Tasks to perform |
a - Condense the paragraph of the article on Nazirpur that begins "Nadia district is mostly alluvial plains" into a short bulleted list that keeps its main facts.
b - Write a continuation of the article on Nazirpur, picking up after its final sentence.

Text block |
# # # #
- Nazirpur Location in West Bengal, India
- Coordinates: 23°52′06″N 88°32′19″E﻿ / ﻿23.8684°N 88.5386°E
- Country: India
- State: West Bengal
- District: Nadia

Population (2011)
- • Total: 3,807

Languages
- • Official: Bengali, English
- Time zone: UTC+5:30 (IST)
- PIN: 741165
- Telephone code: 91 3471
- ISO 3166 code: IN-WB
- Sex ratio: 966 females/1000 males
- Lok Sabha constituency: Krishnanagar
- Vidhan Sabha constituency: Tehatta
- Website: www.nadia.gov.in

= Nazirpur =

Nazirpur (নাজিরপুর) is a Census Town in the Tehatta I CD block in the Tehatta subdivision of the Nadia district in the State of West Bengal, India. It is situated beside the Bangladesh India Border.

==Geography==

===Location===
Nazirpur is located at .

===Area overview===
Nadia district is mostly alluvial plains lying to the east of Hooghly River, locally known as Bhagirathi. The alluvial plains are cut across by such distributaries as Jalangi, Churni and Ichhamati. With these rivers getting silted up, floods are a recurring feature. The Tehatta subdivision, presented in the map alongside, is topographically part of the Nadia Plain North. The Jalangi River forms the district/ subdivision border in the north-western part and then flows through the subdivision. The other important rivers are Mathabhanga and Bhairab. The eastern portion forms the boundary with Bangladesh. The subdivision is overwhelmingly rural. 97.15% of the population lives in the rural areas and 2.85% lives in the urban areas.
# # # #
Data |
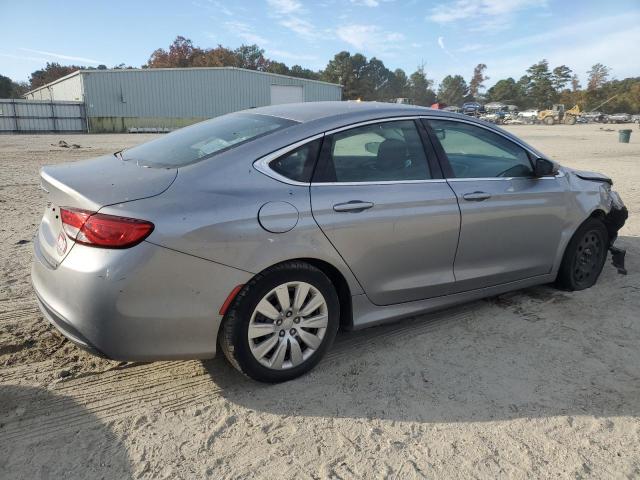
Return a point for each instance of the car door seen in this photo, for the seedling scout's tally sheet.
(382, 202)
(511, 222)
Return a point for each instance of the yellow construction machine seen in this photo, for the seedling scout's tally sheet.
(559, 115)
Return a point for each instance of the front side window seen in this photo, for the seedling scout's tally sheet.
(475, 152)
(197, 142)
(389, 151)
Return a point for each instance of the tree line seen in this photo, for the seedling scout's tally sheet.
(369, 79)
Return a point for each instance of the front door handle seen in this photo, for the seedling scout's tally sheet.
(354, 206)
(476, 196)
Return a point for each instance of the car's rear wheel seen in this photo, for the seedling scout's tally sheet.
(282, 323)
(584, 257)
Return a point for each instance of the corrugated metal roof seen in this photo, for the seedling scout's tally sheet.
(125, 70)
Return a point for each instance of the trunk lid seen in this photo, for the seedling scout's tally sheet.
(91, 185)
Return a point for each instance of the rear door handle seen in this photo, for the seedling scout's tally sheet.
(354, 206)
(476, 196)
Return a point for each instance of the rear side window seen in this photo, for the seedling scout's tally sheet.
(475, 152)
(298, 164)
(387, 151)
(205, 139)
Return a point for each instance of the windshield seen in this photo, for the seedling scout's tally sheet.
(197, 142)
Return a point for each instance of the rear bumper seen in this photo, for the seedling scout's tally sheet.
(138, 304)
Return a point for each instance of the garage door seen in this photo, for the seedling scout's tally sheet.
(286, 94)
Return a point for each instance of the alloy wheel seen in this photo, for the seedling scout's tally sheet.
(588, 258)
(287, 325)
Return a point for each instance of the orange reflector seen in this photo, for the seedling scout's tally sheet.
(227, 302)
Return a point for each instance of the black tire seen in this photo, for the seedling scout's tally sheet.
(584, 257)
(233, 337)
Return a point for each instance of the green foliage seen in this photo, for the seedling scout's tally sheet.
(506, 91)
(477, 81)
(560, 77)
(370, 79)
(420, 88)
(597, 76)
(539, 88)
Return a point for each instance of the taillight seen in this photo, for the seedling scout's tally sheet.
(100, 230)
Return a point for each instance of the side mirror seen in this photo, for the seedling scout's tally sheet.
(543, 167)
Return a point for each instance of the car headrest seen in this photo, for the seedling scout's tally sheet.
(392, 154)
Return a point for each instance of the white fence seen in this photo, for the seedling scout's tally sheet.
(34, 116)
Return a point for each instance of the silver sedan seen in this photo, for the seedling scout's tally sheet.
(265, 231)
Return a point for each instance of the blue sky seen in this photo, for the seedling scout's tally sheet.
(449, 37)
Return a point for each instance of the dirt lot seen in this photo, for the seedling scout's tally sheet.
(537, 383)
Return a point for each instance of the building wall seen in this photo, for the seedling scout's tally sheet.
(69, 89)
(187, 93)
(120, 100)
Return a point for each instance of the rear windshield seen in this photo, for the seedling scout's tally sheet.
(197, 142)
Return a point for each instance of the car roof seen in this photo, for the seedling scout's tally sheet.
(310, 111)
(318, 117)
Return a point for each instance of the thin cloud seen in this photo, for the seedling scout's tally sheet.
(290, 14)
(285, 7)
(291, 55)
(370, 37)
(63, 56)
(366, 3)
(23, 57)
(488, 13)
(246, 33)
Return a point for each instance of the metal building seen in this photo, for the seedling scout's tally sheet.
(167, 98)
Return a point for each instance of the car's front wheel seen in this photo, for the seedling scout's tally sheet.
(584, 257)
(281, 323)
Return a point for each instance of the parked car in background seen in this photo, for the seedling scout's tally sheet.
(264, 231)
(619, 118)
(473, 108)
(528, 116)
(598, 117)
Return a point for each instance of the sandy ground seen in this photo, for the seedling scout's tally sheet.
(536, 383)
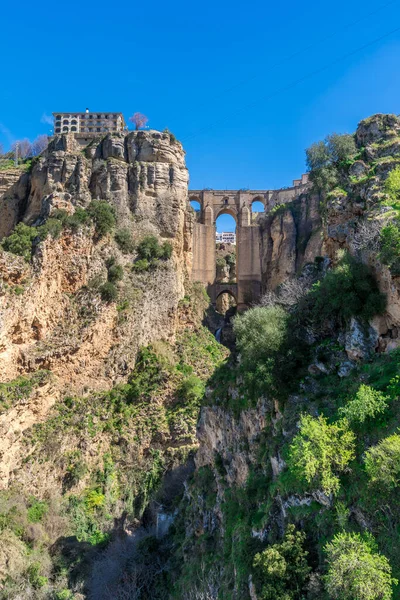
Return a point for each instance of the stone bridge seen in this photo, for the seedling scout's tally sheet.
(238, 204)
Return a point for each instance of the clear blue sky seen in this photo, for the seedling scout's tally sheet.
(208, 72)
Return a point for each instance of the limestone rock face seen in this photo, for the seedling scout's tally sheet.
(290, 239)
(377, 127)
(14, 187)
(52, 315)
(220, 433)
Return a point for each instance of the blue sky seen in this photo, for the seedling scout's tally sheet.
(217, 74)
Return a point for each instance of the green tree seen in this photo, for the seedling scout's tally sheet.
(390, 246)
(392, 184)
(348, 290)
(281, 570)
(103, 216)
(108, 292)
(123, 237)
(319, 452)
(356, 571)
(260, 333)
(382, 462)
(325, 160)
(20, 241)
(341, 146)
(317, 156)
(366, 404)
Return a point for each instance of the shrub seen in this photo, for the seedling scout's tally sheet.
(356, 569)
(191, 389)
(103, 216)
(341, 147)
(260, 333)
(20, 241)
(150, 250)
(366, 404)
(94, 500)
(390, 247)
(35, 579)
(326, 158)
(123, 237)
(115, 273)
(382, 462)
(37, 510)
(392, 185)
(75, 221)
(221, 262)
(108, 291)
(282, 570)
(348, 290)
(166, 251)
(52, 227)
(141, 265)
(320, 451)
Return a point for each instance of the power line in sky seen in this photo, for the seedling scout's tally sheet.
(292, 84)
(302, 50)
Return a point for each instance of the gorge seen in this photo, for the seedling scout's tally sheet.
(139, 457)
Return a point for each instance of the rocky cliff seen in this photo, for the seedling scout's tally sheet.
(245, 492)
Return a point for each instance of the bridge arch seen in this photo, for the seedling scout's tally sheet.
(227, 210)
(230, 289)
(258, 204)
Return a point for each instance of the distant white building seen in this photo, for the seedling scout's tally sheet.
(225, 237)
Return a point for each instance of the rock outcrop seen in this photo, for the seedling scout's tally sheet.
(291, 238)
(52, 316)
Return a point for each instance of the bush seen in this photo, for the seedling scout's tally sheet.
(319, 452)
(348, 290)
(35, 579)
(390, 247)
(260, 333)
(282, 570)
(148, 248)
(151, 251)
(141, 265)
(52, 227)
(341, 147)
(108, 291)
(366, 404)
(392, 185)
(20, 241)
(37, 510)
(382, 462)
(75, 221)
(221, 262)
(325, 159)
(123, 237)
(356, 569)
(115, 273)
(103, 216)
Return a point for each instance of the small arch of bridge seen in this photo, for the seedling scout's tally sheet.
(226, 288)
(227, 210)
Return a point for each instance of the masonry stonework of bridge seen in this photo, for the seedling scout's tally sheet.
(238, 204)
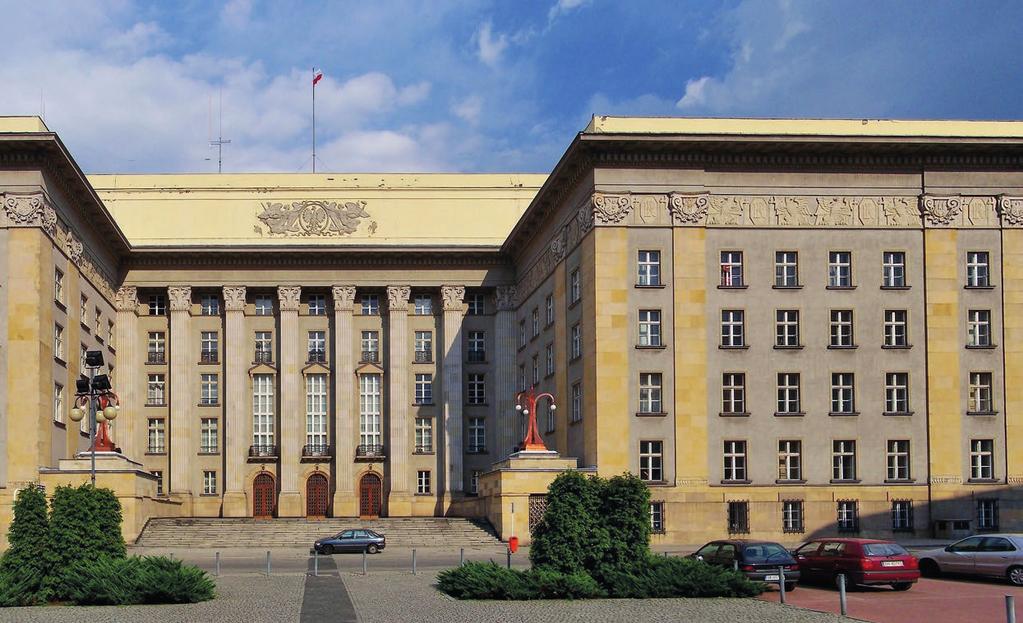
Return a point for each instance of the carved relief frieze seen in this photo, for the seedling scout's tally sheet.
(313, 218)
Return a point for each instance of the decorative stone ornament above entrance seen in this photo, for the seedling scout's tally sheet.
(313, 218)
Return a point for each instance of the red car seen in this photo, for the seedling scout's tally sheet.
(862, 562)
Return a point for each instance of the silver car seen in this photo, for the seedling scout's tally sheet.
(988, 554)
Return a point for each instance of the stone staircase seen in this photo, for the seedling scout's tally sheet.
(247, 532)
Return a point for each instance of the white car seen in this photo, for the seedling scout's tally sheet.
(986, 554)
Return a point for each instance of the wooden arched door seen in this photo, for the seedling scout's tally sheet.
(264, 495)
(317, 494)
(369, 495)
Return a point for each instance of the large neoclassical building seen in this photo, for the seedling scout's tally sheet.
(786, 327)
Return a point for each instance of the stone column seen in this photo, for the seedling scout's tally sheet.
(128, 427)
(345, 438)
(235, 431)
(293, 411)
(399, 499)
(182, 404)
(453, 310)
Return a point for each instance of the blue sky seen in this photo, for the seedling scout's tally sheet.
(479, 86)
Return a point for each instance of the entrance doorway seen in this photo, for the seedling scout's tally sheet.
(317, 491)
(369, 495)
(263, 495)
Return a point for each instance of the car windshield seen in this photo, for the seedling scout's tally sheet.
(884, 549)
(765, 552)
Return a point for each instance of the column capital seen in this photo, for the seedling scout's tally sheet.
(344, 298)
(290, 297)
(453, 297)
(234, 298)
(180, 298)
(126, 299)
(397, 297)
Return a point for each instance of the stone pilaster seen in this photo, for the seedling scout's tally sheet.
(345, 404)
(292, 416)
(182, 362)
(453, 311)
(399, 500)
(504, 372)
(127, 429)
(236, 430)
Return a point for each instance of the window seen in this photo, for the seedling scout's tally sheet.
(423, 482)
(575, 342)
(158, 306)
(316, 412)
(477, 347)
(987, 514)
(739, 518)
(792, 516)
(370, 305)
(786, 269)
(651, 461)
(210, 391)
(731, 268)
(788, 393)
(369, 410)
(977, 269)
(981, 459)
(424, 434)
(423, 305)
(477, 435)
(209, 482)
(264, 347)
(893, 269)
(156, 389)
(264, 305)
(843, 460)
(848, 516)
(57, 402)
(317, 346)
(735, 460)
(895, 328)
(317, 305)
(650, 393)
(209, 305)
(732, 334)
(790, 459)
(263, 411)
(978, 327)
(208, 435)
(787, 328)
(477, 389)
(576, 402)
(902, 516)
(650, 327)
(649, 268)
(896, 393)
(734, 394)
(897, 458)
(424, 389)
(980, 393)
(657, 517)
(209, 347)
(839, 269)
(156, 436)
(843, 394)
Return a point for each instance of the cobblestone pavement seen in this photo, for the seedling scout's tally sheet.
(385, 597)
(239, 599)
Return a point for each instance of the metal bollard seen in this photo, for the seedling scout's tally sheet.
(841, 593)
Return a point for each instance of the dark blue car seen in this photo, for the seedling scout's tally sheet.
(351, 540)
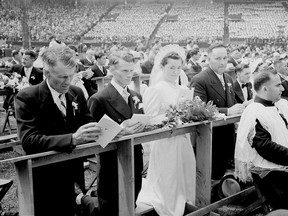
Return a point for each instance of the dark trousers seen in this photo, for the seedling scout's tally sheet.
(108, 180)
(223, 147)
(274, 187)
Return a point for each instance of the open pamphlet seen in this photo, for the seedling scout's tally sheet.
(110, 129)
(186, 94)
(143, 118)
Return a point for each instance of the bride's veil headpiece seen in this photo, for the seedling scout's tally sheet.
(156, 73)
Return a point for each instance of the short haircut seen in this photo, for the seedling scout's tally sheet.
(15, 52)
(234, 49)
(116, 56)
(31, 53)
(263, 77)
(214, 46)
(240, 67)
(171, 55)
(99, 55)
(63, 54)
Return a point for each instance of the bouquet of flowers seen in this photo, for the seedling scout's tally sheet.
(15, 82)
(188, 111)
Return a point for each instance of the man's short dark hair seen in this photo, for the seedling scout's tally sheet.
(263, 77)
(31, 53)
(240, 67)
(214, 46)
(99, 55)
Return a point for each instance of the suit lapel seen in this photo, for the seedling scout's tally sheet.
# # # #
Answers provided |
a -
- Nadia district consists mostly of alluvial plains east of the Hooghly River (locally, the Bhagirathi).
- The plains are crossed by distributaries such as the Jalangi, Churni and Ichhamati; as these silt up, floods recur.
- The Tehatta subdivision lies topographically in the Nadia Plain North.
- The Jalangi forms the north-western border of the district and subdivision, then flows through the subdivision; the Mathabhanga and Bhairab are other important rivers.
- The eastern portion borders Bangladesh.
- The subdivision is overwhelmingly rural: 97.15% of people live in rural areas and 2.85% in urban areas.

b -
Note: The map alongside presents some of the notable locations in the subdivision. All places marked in the map are linked in the larger full screen map. All the four subdivisions are presented with maps on the same scale – the size of the maps vary as per the area of the subdivision.

==Demography==
According to the 2011 Census report Nazirpur has population of 3807 of which 1936 are males while 1871 are females. In Nazirpur, population of children with age 0-6 is 412 which is 10.82% of total population and the sex ratio of Nazirpur is 966 which is higher than West Bengal state average. Nazirpur is under low literacy rate compared to the state of West Bengal. In 2011, literacy rate of Nazirpur was 74.14%.

==Transport==
State Highway 11 passes through Nazirpur. Frequent Bus services are available from Nazirpur to district headquarter Krishnanagar and other places like Karimpur, Berhampore, Kolkata, Santragachi, Bardhaman, plassey, Bangaon and Digha.

==Education==
There are a Higher Secondary School named Nazirpur Vidyapith (H.S.), a Girls' High School named Nazirpur Sarada Balika Vidyalaya (H.S.) and few primary schools in the village. Nearest general degree college, Dr. B.R. Ambedkar College is situated at Betai. Nazirpur Teachers Training College, a B.Ed college was established in Kanaikhali village, near Nazirpur.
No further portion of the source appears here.